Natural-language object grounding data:
---+---
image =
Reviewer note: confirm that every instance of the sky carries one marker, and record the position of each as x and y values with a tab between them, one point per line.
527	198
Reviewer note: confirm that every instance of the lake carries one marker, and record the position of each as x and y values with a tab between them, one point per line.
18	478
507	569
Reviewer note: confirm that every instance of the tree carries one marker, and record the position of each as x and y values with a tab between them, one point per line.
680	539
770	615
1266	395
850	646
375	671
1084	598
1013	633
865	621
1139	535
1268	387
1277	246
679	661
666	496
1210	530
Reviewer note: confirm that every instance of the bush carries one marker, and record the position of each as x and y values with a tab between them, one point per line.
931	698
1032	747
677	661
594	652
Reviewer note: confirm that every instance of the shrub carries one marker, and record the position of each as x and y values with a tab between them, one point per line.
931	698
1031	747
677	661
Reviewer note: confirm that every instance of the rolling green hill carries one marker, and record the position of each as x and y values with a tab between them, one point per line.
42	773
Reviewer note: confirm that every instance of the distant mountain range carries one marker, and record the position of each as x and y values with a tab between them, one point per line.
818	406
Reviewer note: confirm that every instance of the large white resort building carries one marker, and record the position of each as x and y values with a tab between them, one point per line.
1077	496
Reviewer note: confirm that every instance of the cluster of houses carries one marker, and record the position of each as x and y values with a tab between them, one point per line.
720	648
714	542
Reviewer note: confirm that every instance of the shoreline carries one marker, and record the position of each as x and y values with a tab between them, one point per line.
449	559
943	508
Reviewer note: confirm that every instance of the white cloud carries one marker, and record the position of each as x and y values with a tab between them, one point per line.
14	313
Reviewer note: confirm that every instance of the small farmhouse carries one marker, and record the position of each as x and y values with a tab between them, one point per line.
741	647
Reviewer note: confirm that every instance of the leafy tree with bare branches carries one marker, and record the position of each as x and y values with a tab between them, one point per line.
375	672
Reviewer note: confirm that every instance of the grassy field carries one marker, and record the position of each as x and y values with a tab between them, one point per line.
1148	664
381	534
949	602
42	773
---+---
Only the lines from the one that contains "Reviewer note: confirm that every instance of the small" to the end of the entries above should be given again, exactly and in full.

#### Solution for this problem
Reviewer note: confirm that every instance of the small farmhouse carries one marker, and record the position of each as x and y values with a tab between them, one point per line.
741	647
Reviewer note: confirm that every instance of the leafy tree with bare branches carries one marker, and record the position of each as x and y values with a tab between them, one point per line.
375	672
Reviewer note: confirm that every instance of the grassy field carries one marker, and record the position of each as x and y values with a tab between them, one point per line.
1148	664
381	534
949	602
42	773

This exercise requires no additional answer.